Entries shown:
* Start *

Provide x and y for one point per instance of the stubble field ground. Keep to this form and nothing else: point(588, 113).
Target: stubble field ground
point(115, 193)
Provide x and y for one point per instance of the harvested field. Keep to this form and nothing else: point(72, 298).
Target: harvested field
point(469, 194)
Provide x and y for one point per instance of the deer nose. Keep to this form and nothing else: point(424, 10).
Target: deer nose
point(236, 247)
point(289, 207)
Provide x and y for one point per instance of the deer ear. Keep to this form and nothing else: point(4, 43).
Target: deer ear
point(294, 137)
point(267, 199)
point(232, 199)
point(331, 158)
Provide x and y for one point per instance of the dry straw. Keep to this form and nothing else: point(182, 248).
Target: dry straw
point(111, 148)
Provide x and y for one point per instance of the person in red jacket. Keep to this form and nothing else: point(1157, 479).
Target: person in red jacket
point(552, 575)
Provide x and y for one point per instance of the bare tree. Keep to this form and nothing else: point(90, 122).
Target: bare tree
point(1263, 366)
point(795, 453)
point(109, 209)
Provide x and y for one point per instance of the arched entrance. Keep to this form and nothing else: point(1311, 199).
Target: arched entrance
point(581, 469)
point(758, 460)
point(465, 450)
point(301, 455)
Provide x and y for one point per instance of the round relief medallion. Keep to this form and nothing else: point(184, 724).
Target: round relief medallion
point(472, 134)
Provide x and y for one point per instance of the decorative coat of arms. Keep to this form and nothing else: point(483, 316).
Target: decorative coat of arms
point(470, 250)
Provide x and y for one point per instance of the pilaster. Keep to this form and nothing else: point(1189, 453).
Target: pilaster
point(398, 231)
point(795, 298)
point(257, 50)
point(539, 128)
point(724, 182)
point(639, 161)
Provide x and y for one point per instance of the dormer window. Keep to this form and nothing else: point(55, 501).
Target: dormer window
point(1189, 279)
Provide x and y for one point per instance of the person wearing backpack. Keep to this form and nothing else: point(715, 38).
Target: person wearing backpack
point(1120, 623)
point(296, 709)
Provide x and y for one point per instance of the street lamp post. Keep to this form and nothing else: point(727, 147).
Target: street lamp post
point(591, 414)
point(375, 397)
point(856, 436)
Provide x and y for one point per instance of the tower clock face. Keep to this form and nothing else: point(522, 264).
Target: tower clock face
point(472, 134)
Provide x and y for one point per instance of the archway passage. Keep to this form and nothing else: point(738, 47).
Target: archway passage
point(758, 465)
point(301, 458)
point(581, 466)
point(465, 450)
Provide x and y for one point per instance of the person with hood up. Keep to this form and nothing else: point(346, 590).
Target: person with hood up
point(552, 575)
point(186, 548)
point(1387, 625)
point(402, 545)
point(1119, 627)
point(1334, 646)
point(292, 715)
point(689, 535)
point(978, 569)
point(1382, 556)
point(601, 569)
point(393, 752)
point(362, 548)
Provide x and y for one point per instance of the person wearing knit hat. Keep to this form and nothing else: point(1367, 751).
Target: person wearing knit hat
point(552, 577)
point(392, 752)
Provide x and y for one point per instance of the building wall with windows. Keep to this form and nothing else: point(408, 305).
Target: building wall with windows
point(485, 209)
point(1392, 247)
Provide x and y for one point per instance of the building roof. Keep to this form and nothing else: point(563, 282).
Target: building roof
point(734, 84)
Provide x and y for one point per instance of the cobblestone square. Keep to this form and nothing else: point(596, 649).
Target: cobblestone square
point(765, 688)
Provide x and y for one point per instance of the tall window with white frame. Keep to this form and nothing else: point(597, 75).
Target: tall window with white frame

* End *

What the exercise asks:
Copy every line of the records above word for word.

Problem solution:
Provide x and y for one point per instance of the stubble field ground. Keep to this form and nothing else: point(588, 113).
Target: stubble field ground
point(115, 193)
Provide x and y for one point per instance of the harvested field. Keep to this form and nothing else: point(72, 298).
Target: harvested field
point(469, 194)
Provide x and y for one point per instance of the deer nose. Keep to this form and nothing else: point(424, 10).
Target: deer nose
point(236, 247)
point(289, 207)
Provide x and y for one point per instance of the deer ear. Keep to this form and nothing else: point(4, 43).
Target: deer ear
point(294, 137)
point(267, 199)
point(232, 199)
point(331, 158)
Provide x and y for one point per instance of the dry straw. Keep to this form and nothing else: point(182, 248).
Target: dry straw
point(111, 148)
Provide x and y for one point per instance of the person in red jacket. Keep to this form and nothing else: point(1157, 479).
Target: person in red jacket
point(552, 575)
Provide x and y for one point per instance of the bare tree. Keep to this form and nothing else: point(90, 122).
Target: bare tree
point(1263, 366)
point(795, 453)
point(109, 209)
Provide x and y for one point per instance of the arched entrance. Keep to this form and nothing else: point(1311, 199).
Target: arched entrance
point(581, 469)
point(758, 460)
point(465, 450)
point(301, 455)
Provide x and y for one point per instance of the round relief medallion. Keep to this form and nothing else: point(184, 724).
Target: round relief medallion
point(472, 134)
Provide x and y for one point per instance of the decorative coat of arms. Keep to this form and nothing else: point(483, 316).
Target: decorative coat of arms
point(470, 250)
Provide x and y for one point per instance of the pilaster. Keep to this form and nothing else: point(1189, 453).
Target: pilaster
point(398, 231)
point(795, 298)
point(257, 50)
point(539, 128)
point(724, 182)
point(639, 161)
Provide x and y for one point per instance of the dormer window. Keep to this form and nothing else: point(55, 501).
Target: dormer window
point(1189, 279)
Provide x and y for one point per instance of the person wearing backpack. Keep to this form and nothing else: point(715, 38).
Target: person wearing backpack
point(1120, 623)
point(296, 709)
Provide x and y for one point per instance of the street lamp post. Keep to this form and nothing else: point(727, 147).
Target: street lamp post
point(591, 414)
point(375, 397)
point(856, 436)
Provide x and y for one point per instance of the tower clock face. Keep to this form and nothing else: point(522, 264).
Target: tower clock face
point(472, 134)
Provide x and y for one point per instance of the archway passage. Keep to this form and nothing else: point(738, 47).
Target: archway passage
point(758, 465)
point(301, 458)
point(581, 466)
point(465, 450)
Provide x and y for one point per instance of the person with hood up. Keep to this form and nothing else: point(346, 590).
Target: person with hood up
point(552, 575)
point(186, 548)
point(1387, 625)
point(402, 545)
point(1119, 627)
point(1334, 646)
point(292, 715)
point(689, 535)
point(978, 569)
point(1382, 556)
point(601, 569)
point(393, 752)
point(362, 548)
Provide x and y for one point per instance of the person wearing knit hat. Keep to this form and nothing else: point(1367, 751).
Target: person wearing knit hat
point(552, 577)
point(392, 752)
Provide x and y for one point per instance of the building wall with windows. Keep to this form and nothing else: point(408, 305).
Target: building wall with windows
point(485, 209)
point(1392, 247)
Provide x and y for one point per instance of the building roof. Keep to this form and nothing else: point(563, 282).
Target: building roof
point(734, 84)
Provide x and y for one point per instance of the cobblestone square. Keep to this form and nothing else: point(596, 649).
Target: cobblestone square
point(765, 688)
Provide x and y for one point per instance of the tall window with white frame. Keep to this form and nothing else: point(597, 75).
Target: tall window with white frame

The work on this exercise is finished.